▶ [Data entries]:
★ ★ ★ ★ ★ ★ ★

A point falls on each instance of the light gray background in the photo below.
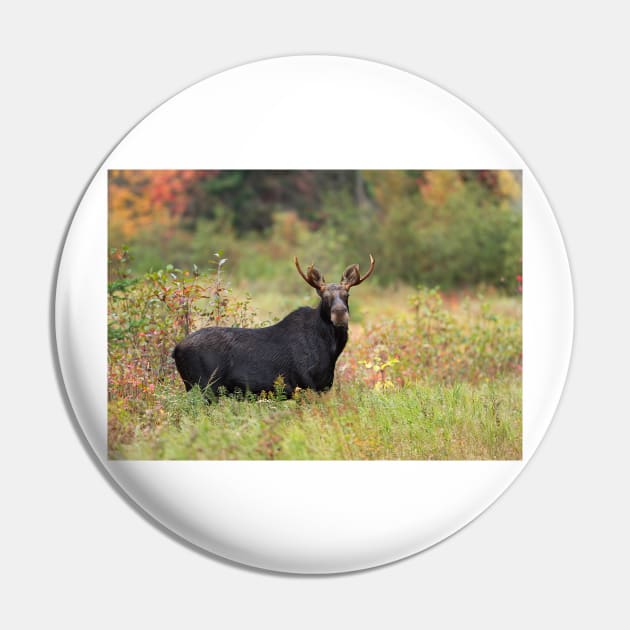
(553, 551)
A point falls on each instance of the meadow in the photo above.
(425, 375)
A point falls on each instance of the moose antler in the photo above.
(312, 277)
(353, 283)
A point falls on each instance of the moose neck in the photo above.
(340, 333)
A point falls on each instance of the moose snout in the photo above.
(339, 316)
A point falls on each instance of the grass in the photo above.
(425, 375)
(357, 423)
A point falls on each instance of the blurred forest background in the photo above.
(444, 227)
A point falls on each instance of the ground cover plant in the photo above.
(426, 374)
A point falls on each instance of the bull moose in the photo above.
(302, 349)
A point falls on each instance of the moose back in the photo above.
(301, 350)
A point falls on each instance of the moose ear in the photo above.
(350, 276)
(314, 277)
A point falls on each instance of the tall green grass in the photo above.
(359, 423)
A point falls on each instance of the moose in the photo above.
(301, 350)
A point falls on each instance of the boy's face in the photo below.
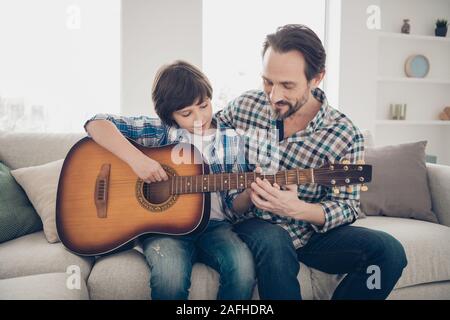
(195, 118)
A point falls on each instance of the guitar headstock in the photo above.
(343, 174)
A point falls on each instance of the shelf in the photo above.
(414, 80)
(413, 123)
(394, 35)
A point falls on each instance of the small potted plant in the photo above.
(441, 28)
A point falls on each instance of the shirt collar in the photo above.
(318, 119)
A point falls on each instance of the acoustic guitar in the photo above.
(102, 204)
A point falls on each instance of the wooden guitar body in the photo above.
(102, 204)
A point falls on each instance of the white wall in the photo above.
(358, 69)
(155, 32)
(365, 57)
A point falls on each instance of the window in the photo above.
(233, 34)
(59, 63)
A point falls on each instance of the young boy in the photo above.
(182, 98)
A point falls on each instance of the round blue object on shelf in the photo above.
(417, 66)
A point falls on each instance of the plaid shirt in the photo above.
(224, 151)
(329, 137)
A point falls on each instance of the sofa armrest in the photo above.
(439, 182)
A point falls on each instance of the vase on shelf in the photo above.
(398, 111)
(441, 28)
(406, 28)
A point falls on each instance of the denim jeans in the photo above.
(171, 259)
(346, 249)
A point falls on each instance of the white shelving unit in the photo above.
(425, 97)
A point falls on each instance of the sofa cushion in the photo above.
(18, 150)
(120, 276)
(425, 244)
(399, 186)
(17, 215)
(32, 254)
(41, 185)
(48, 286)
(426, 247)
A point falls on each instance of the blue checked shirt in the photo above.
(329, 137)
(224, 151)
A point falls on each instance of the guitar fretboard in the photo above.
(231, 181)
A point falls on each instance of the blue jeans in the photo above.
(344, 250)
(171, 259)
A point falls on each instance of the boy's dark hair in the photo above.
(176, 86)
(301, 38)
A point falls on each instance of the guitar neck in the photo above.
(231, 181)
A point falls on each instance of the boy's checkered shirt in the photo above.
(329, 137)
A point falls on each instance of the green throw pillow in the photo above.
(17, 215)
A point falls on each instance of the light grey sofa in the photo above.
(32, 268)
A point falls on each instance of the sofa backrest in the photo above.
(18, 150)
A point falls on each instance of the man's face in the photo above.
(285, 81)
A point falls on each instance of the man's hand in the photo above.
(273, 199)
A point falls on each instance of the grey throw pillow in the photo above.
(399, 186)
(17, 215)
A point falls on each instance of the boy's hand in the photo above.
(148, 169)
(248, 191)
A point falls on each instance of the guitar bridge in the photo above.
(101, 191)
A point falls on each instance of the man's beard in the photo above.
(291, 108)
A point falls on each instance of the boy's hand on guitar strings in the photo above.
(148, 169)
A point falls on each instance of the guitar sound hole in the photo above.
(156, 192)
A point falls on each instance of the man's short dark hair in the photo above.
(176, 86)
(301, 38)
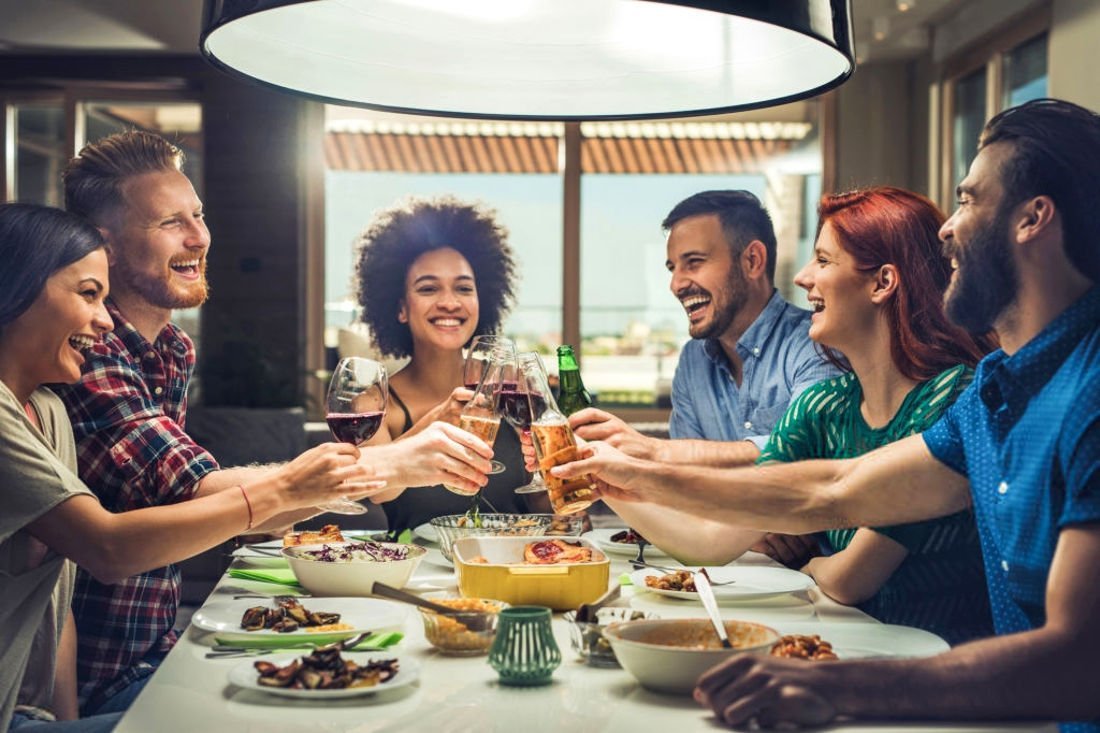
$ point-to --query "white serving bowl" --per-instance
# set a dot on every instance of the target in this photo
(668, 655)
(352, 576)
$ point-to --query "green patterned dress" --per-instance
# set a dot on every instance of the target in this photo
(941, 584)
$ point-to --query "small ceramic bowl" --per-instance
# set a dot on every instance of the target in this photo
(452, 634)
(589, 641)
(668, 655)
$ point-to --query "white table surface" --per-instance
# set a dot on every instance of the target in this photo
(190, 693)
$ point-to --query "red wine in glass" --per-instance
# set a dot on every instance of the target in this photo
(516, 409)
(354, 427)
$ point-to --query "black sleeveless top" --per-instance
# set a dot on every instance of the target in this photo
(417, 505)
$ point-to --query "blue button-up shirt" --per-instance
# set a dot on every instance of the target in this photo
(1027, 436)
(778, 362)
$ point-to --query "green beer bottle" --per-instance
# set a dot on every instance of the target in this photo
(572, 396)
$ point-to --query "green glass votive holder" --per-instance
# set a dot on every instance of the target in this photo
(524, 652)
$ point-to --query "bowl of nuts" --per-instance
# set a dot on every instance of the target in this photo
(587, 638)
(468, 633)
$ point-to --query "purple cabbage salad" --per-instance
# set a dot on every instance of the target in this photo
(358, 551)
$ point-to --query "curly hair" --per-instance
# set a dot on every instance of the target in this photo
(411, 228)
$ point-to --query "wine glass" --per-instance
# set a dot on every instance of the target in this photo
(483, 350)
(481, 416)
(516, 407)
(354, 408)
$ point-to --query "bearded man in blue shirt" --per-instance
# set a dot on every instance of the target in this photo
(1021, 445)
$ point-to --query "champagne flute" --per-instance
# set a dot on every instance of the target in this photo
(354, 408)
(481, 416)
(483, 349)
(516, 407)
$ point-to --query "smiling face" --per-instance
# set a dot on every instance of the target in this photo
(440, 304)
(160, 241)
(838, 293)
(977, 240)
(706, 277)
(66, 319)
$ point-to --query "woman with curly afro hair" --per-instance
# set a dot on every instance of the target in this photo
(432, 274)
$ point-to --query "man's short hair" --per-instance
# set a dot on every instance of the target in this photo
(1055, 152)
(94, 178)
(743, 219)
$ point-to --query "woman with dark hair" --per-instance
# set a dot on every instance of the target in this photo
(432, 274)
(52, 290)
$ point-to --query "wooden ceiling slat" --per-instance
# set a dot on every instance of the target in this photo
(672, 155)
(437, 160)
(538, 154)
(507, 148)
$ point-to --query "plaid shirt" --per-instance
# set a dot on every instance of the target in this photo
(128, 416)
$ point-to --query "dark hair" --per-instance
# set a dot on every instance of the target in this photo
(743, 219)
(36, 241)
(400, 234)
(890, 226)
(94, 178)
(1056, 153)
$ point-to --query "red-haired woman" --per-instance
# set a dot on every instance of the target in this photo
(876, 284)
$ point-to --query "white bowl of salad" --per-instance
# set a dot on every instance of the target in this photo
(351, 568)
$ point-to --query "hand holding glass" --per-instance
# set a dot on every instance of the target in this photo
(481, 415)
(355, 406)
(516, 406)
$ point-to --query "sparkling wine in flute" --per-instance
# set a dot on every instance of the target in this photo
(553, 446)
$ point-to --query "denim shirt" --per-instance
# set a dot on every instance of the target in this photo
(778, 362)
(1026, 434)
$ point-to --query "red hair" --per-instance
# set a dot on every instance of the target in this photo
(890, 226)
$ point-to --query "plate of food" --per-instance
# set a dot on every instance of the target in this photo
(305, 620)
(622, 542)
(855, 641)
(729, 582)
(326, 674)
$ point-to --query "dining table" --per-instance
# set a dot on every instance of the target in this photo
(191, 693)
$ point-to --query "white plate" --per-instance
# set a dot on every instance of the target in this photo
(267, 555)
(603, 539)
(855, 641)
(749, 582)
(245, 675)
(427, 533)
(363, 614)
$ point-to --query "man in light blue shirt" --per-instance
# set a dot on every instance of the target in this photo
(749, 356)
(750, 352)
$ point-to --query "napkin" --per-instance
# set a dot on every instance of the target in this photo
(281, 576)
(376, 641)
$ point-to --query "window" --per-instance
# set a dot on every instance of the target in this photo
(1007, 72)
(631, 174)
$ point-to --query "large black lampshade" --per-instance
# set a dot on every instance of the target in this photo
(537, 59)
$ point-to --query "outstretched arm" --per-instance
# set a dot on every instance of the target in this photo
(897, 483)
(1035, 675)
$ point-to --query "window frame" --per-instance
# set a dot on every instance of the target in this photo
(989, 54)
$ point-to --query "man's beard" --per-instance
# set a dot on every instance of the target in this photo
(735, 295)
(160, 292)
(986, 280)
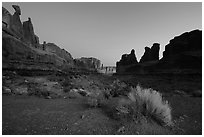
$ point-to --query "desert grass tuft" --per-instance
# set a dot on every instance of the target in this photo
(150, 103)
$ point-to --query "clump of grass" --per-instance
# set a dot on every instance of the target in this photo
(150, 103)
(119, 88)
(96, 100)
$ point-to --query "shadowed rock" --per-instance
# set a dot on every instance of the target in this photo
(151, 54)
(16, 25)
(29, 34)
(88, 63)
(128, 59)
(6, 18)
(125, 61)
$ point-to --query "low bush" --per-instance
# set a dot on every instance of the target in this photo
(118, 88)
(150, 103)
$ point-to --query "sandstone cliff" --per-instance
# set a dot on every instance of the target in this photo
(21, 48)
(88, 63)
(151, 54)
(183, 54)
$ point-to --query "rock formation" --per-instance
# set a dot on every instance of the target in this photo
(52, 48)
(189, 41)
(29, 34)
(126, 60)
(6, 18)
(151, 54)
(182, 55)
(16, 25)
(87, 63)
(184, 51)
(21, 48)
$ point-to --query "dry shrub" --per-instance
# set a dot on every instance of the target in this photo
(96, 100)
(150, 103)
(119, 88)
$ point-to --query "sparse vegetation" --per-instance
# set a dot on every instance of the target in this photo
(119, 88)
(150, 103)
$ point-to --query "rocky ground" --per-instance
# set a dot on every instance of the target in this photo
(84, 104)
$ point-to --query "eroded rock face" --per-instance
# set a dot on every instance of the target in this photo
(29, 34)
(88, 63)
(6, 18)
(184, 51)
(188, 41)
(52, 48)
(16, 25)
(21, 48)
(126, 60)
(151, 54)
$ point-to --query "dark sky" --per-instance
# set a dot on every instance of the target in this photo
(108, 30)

★ ★ ★ ★ ★ ★ ★

▶ [Stated goal]: Reproduce the lines of the records above verbatim, starting at the line that contains "man in blue" and ending at the line that contains "(1026, 434)", including both of those lines.

▶ [Written solution]:
$ point-to --query "bearded man in blue shirt" --per-instance
# set a dot on every instance of the target in this photo
(1021, 445)
$ point-to --query "champagne flute" --per-instance
# set a dot on every instance of the target in this photo
(354, 408)
(481, 416)
(483, 349)
(516, 407)
$ point-to --query "smiling face" --per-instance
# set a dot on every instance of the target in this photo
(440, 304)
(160, 241)
(838, 293)
(977, 240)
(706, 277)
(66, 319)
$ point-to --query "woman with curly afro hair" --per-instance
# set a dot on every instance of the target in this photo
(432, 274)
$ point-to --query "man's short hair" --per-instance
# set a dot on every instance of the target in this photo
(1055, 152)
(94, 178)
(743, 219)
$ point-to --query "woman with dark hair" --per-instance
# set a dot on every instance of the target in this photo
(432, 274)
(52, 290)
$ point-to --query "wooden ceiling slat" --per-instance
# set a dot on every instance of the target in this photo
(672, 155)
(437, 160)
(538, 154)
(507, 148)
$ point-to --query "plaid shirt" --per-instance
# set a dot on every instance of the target in this photo
(128, 416)
$ point-to --query "dark hair" --per-instance
# set a dot on every instance of the target in this photo
(743, 219)
(36, 241)
(400, 234)
(890, 226)
(94, 178)
(1056, 153)
$ point-to --query "red-haired woman" --per-instance
# set a dot on every instance of the target in this photo
(876, 284)
$ point-to --query "white bowl of salad" --per-instance
# set a dot on every instance of the target in this photo
(351, 568)
$ point-to --query "hand holding glass" --per-instance
# set a dot on every instance of the target in this photo
(481, 415)
(355, 406)
(516, 406)
$ point-to --query "sparkling wine in flute" --per-instance
# set a dot on every instance of the target in this photo
(553, 446)
$ point-to --query "denim shirt" --per-instance
# set a dot on every instance of the target in this photo
(778, 362)
(1026, 434)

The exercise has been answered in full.